---------- Working data

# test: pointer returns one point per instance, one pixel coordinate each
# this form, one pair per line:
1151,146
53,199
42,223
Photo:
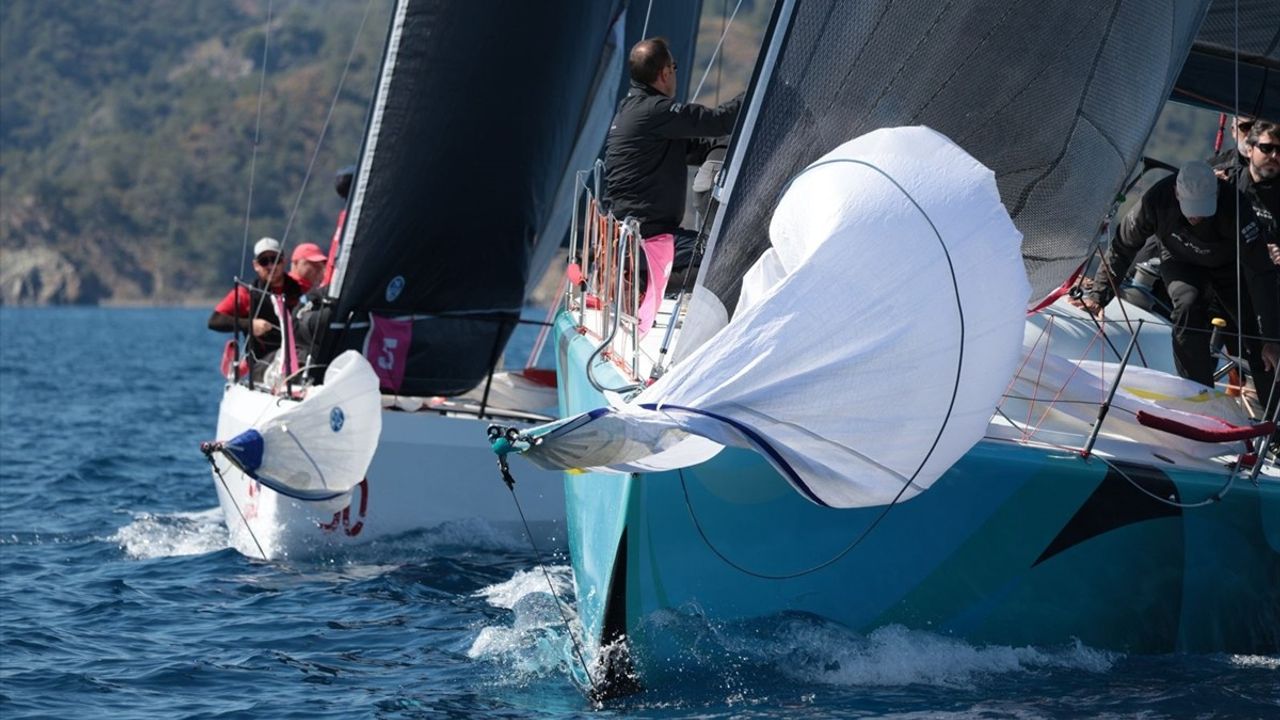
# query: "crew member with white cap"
250,310
1193,217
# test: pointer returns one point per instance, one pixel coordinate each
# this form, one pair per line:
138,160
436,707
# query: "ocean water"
119,596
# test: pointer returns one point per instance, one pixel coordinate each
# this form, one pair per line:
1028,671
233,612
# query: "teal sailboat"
854,419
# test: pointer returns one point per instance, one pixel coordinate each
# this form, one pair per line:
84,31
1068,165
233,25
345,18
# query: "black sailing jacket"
1208,245
652,141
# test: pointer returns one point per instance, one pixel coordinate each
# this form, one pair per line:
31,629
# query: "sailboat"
854,419
461,195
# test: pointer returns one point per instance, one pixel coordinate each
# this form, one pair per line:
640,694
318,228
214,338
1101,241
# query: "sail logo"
394,288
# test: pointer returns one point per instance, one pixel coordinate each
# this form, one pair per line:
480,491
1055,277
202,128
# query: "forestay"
871,347
320,447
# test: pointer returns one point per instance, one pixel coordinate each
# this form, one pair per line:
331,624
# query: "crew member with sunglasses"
1193,217
251,310
1261,183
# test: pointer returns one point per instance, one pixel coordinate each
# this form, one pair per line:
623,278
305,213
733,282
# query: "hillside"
127,139
127,135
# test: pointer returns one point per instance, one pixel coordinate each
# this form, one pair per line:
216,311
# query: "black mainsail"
1060,130
474,122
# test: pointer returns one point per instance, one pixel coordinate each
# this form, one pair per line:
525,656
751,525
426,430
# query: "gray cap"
1197,190
266,245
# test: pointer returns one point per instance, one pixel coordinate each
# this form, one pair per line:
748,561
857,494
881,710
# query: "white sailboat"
461,194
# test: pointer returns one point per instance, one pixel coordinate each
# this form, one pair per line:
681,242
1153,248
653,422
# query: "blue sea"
119,596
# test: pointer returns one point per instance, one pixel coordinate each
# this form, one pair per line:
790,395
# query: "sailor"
306,265
250,310
342,186
1258,180
652,142
1192,215
1234,156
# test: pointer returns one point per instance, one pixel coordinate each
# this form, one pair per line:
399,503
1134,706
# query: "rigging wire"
257,132
716,54
1239,274
315,154
324,128
551,586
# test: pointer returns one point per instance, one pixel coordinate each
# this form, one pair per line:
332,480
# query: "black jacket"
1210,245
652,141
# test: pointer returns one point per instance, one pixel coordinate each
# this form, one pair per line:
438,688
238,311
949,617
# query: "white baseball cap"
1197,190
266,245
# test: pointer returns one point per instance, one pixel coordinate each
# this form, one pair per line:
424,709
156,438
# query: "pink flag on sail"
387,349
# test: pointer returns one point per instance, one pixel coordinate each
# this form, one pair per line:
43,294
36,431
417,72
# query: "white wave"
1260,661
506,595
173,534
897,656
536,642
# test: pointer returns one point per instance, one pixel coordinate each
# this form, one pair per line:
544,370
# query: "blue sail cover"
472,126
1056,98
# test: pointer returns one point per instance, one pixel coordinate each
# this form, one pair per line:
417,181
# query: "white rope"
324,130
716,53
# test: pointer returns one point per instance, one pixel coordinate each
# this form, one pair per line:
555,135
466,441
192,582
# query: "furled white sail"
320,447
869,350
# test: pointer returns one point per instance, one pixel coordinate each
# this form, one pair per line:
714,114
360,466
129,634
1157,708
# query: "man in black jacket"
652,142
1192,215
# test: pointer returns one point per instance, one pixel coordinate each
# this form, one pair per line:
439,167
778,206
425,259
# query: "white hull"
429,469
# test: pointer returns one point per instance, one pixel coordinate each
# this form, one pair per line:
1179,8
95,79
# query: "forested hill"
127,130
127,137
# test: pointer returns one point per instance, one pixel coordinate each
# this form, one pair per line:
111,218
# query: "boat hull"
429,470
1015,545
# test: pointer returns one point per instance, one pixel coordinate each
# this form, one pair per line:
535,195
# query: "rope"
236,505
257,128
315,154
551,586
324,128
716,53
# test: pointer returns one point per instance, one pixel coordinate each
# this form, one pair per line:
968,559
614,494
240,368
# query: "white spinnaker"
323,446
871,352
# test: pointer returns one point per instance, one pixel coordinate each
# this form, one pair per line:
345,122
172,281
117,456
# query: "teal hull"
1015,545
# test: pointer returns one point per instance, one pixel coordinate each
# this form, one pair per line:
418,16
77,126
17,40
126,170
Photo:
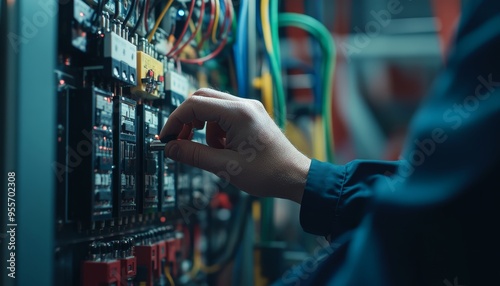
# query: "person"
430,218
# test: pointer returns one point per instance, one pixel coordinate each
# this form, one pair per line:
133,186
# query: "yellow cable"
192,27
159,19
169,276
265,84
216,21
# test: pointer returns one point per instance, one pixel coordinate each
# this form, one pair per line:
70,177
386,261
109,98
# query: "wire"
159,19
280,113
200,61
146,18
184,29
318,31
214,28
193,34
241,50
130,12
139,20
206,35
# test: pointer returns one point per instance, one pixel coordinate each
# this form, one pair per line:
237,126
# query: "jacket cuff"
323,189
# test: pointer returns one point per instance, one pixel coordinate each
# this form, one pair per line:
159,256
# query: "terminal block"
125,156
148,168
150,74
90,155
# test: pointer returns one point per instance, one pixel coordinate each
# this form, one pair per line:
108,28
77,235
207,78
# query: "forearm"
335,196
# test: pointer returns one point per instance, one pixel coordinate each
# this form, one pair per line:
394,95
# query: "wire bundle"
218,13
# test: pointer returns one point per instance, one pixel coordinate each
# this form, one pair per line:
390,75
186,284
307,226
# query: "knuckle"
202,91
196,156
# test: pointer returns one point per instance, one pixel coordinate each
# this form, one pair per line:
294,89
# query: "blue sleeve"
435,220
336,196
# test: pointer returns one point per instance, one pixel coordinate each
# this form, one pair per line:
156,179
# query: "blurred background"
342,79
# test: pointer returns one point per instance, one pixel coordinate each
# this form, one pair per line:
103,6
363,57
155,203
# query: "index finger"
203,109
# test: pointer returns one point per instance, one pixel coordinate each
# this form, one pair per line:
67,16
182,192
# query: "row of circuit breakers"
118,201
129,89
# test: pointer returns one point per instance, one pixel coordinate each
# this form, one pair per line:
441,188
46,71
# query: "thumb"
199,155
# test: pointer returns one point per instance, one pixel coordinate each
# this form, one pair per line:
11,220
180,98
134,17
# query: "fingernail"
174,151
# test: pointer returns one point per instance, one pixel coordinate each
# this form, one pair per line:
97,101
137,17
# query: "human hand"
245,147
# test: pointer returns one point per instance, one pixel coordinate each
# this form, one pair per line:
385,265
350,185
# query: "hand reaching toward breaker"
245,147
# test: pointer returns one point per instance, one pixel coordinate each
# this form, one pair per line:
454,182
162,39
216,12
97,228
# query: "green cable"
321,33
280,94
275,67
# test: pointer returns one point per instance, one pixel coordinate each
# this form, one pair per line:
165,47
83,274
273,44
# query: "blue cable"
241,51
315,9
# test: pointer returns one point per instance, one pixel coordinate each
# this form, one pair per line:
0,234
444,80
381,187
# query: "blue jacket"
432,218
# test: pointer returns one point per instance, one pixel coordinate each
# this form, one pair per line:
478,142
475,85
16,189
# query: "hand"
245,147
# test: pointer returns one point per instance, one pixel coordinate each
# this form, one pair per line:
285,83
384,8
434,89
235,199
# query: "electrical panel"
90,151
148,169
125,157
120,205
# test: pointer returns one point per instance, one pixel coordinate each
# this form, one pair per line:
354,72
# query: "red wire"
210,24
193,34
184,30
229,17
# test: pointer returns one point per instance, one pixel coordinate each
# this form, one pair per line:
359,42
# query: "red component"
128,268
147,258
100,273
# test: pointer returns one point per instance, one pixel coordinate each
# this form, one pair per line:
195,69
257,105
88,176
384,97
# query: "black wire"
129,13
97,12
140,18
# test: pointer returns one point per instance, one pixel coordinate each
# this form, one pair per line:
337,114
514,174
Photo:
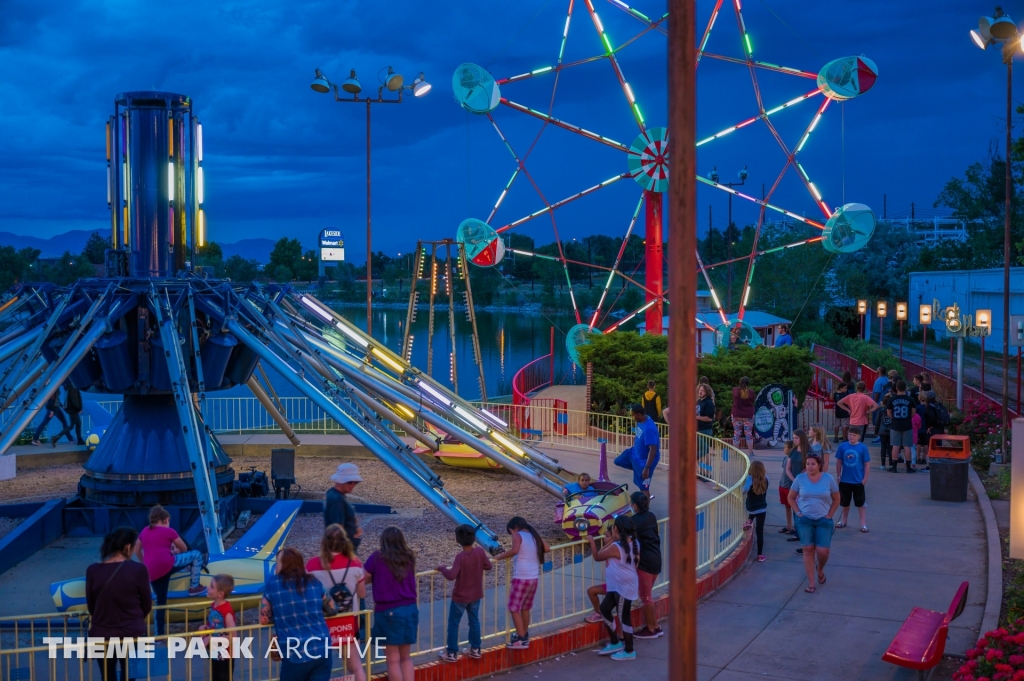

--------------------

**Aim of the exercise**:
Retype the data shown above exactly, excluding any picture it contains.

**Response area**:
# test: pointer returns one point per instance, one pixel coordinate each
# this form, one pair per line:
1151,146
53,199
42,223
Photo:
# query: "crew member with white cap"
250,310
1193,217
# test: pointer returns one point per instance, one pixel coordinate each
# this form, one pair per line:
138,160
436,707
# query: "ocean water"
119,596
# test: pointer returns one point per instance, one pixel coordinate each
# this form, one pair per line:
1028,671
233,612
# query: "teal sailboat"
854,419
# test: pointer returns one point per instance, one pixel coordinate each
# this form, one pair per line:
84,31
1068,165
233,25
345,18
# query: "black sailing jacket"
1208,245
652,141
# test: pointer returns one point per instance, one pixel coordinate each
# this form, one pair per line:
31,629
# query: "sailboat"
854,419
461,195
# test: pointer returns one point per instance, one pixel coordinate each
# this form, one pair per line:
640,694
318,228
214,338
1101,241
# query: "sail logo"
394,288
# test: pointer returns one point per instance, one pixel coordinate each
# this form, one pair per line:
480,491
1055,277
202,128
# query: "forestay"
871,347
320,447
# test: pointer returns one point per instance, one pixel coordinate each
# this form, one pair per line:
331,624
# query: "crew member with sunglasses"
1193,217
251,310
1261,183
# test: pointer returns one point per instance, one pixel coordinate each
# this form, one pair per line:
623,278
305,213
733,282
# query: "hillside"
127,139
127,135
# test: pointer returns one point per instance, one pixel coordinate each
# this form, one pair per line:
216,311
# query: "black mainsail"
1060,130
474,122
# test: pointer returns one point per instance, one pixel coordinate each
# this form, one pair per line:
525,656
751,525
426,430
# query: "gray cap"
1197,190
266,245
# test: pointer returns one point per instance, one pixel coordinate each
# this form, one pair per line:
748,561
857,494
881,710
# query: "white sailboat"
461,194
# test: pointer returns one point per instance, one pixel coordinate each
# this form, one pair per line:
681,242
1153,248
653,422
# query: "blue sea"
119,596
# test: pointer returns one point per instance, one pixel coordinate each
# this form, one pair per line:
790,395
# query: "sailor"
306,265
250,310
342,186
1258,180
652,142
1192,215
1234,156
# test: pointer returns one point per instance, one pixel coordinate each
# this form, one pair per line:
399,503
1134,706
# query: "rigging wire"
257,132
716,54
1239,274
315,154
324,128
551,586
# test: pointer returns one point per instance, one pixel coordinate each
# this form, one pair per line:
332,480
# query: "black jacket"
1210,245
652,141
# test: pointer returns one point per instance, one pixel coordinate each
# this form, one pair per line:
438,688
238,311
949,617
# query: "white baseball cap"
1197,190
266,245
# test: pointer returns one point per instance, one pixel coordinate each
# this form, one pair per line:
424,709
156,438
# query: "pink flag on sail"
387,349
# test: pointer returns one point per instance, one pixel coordinate each
# this form, one pair per line:
43,294
36,431
417,72
# query: "white wave"
1260,661
506,595
173,534
897,656
536,642
# test: pointer returns one point per instance, one pixel coordinate each
# this form, one pair per line:
544,370
# query: "blue sail cover"
472,126
1056,98
# test: pointer returns one point per instance, one pixel coordinate each
# this form, one pair per line:
417,181
# query: "white rope"
324,130
716,53
# test: pointer returns one point per instance, one pixel coordinate each
# this form, one pair per line:
555,135
466,441
192,582
# query: "furled white sail"
320,447
869,350
# test: pointer returns one point per instance, one pixel coordinate each
# this form, one pair per line:
714,114
360,466
129,634
1157,708
# query: "man in black jacket"
652,142
1192,215
# test: pointer returns one point per instance, one pixel coordinate each
# this form, one pair per line:
439,167
778,206
425,259
# query: "white hull"
429,469
# test: pointer returns one point per instance, one pixel coordinate each
# this form, one pair per line:
1179,8
95,79
# query: "forested hill"
127,130
127,137
# test: pointer returns one point per instance, one pixel coordinate each
# this form, one pair per line:
111,218
# query: "boat hull"
429,470
1015,545
# test: pointer returns one point per instance, one pixel coordinate each
# this form, one pair per line:
535,195
# query: "rope"
236,505
257,128
315,154
551,586
324,128
716,53
# test: pointer returns one point per instance, one pixel coordinate each
# this form, one pair per line:
968,559
614,494
240,368
# query: "white spinnaker"
323,446
871,352
# test: pointer returns one point per instance, one pixel coordinate each
# this form, one pair per line:
345,122
172,281
117,456
# query: "teal hull"
1015,545
# test: pointer returns one point per instance, one pixel coordinate each
# this form, one pair per line:
418,16
77,126
17,40
126,170
Photo:
# query: "person"
430,218
# test: pointer returns one point per instance, one pixel coordinate each
# this form, one pair per line:
133,186
# query: "yellow cable"
192,27
159,19
169,276
265,84
216,21
# test: pointer returns one point per instance, one pixel coordinate each
# this form, one pair per line:
70,177
386,261
109,98
# query: "wire"
159,19
280,113
200,61
146,18
184,29
318,31
214,28
193,34
241,50
130,12
139,20
206,35
# test: pointer returns one point per instance, one pixel coordinate each
# this form, one pair per line:
237,126
# query: "jacket cuff"
323,189
# test: pointer returns one point per instance, one pixel coordinate each
# this form, one pair per line:
159,256
# query: "terminal block"
125,156
148,168
150,74
90,155
# test: pointer returns one point per instance, one pixel coordinate each
# this form, one pair per line:
108,28
77,235
207,78
# query: "forearm"
335,196
# test: pointer returns one point per instance, one pixel coordinate each
# this form, one pair per line:
394,95
# query: "wire bundle"
218,13
# test: pointer returns one point per instance, one pixel coordinate each
# this form, one pair per line:
390,75
186,284
307,226
# query: "knuckle"
202,91
196,156
# test: pointer returns one point per instance, one pixel coordinate each
# this form, one pair per line:
294,89
# query: "blue sleeve"
435,220
336,196
# test: pointer returns one point per instance, one pixel coordinate each
# this form, one pair per line:
156,179
# query: "blurred background"
342,79
# test: pointer returns one point per instance, one pixel coordinate each
# this form, one pair per line:
103,6
363,57
155,203
# query: "index finger"
203,109
# test: pointer returns one point per instance, one pixel coordinate each
# this form, one pair per line:
67,16
182,192
# query: "row of circuit breakers"
118,201
129,89
# test: pointer returns one point per instance, one pixel coordinate each
# this form, one pair per line:
441,188
46,71
# query: "thumb"
199,155
# test: pointer returns one point per instance, one pixel coordinate each
# this form, one pair per line:
11,220
180,98
134,17
# query: "fingernail"
174,151
# test: pointer returns one point per instance, one pixel coordinate each
# this form, one pair per line:
97,101
137,17
# query: "human hand"
245,147
# test: pointer returns one point per instance, one pixel coordinate each
# this form, one pair per line:
385,265
350,185
# query: "hand reaching toward breaker"
245,147
# test: pointer returns one point per instance, one pixel coordinate each
# this form, one pair per line:
454,182
162,39
216,12
97,228
# query: "green cable"
321,33
280,94
275,67
# test: pointer returns one point per instance, one pixel coordinate each
# this form, one pair per line:
165,47
83,274
273,44
# query: "blue cable"
241,51
315,9
# test: pointer returns one point per instance, one pixel coordinate each
# this form, one pair per line:
0,234
444,80
381,187
# query: "blue jacket"
432,218
# test: pointer returns one point per instance, one pixel coordinate each
# this form, one pair per line:
478,142
475,85
16,189
# query: "hand"
245,147
# test: pointer returns one point per instance, one pixel coordinate each
# this form, one pair per line:
285,83
384,8
434,89
235,199
# query: "electrical panel"
90,151
148,169
125,157
120,205
# test: pointer returns one point per instance, one pixel coordinate each
# this form, one pair per line:
354,72
# query: "red wire"
210,24
193,34
184,30
229,17
# test: pointer returns one point per instance, one pixel coordinate each
# this form, one pair per line:
359,42
# query: "red component"
128,268
147,258
100,273
# test: pointer returns one point per instance, one pixel coordinate each
# this form, one pair per line:
195,69
257,105
88,176
384,97
# query: "black wire"
129,13
97,12
140,18
# test: pointer returns one point per instance, one pixel coordinate each
# this form, one pair per line:
337,114
514,174
Photo:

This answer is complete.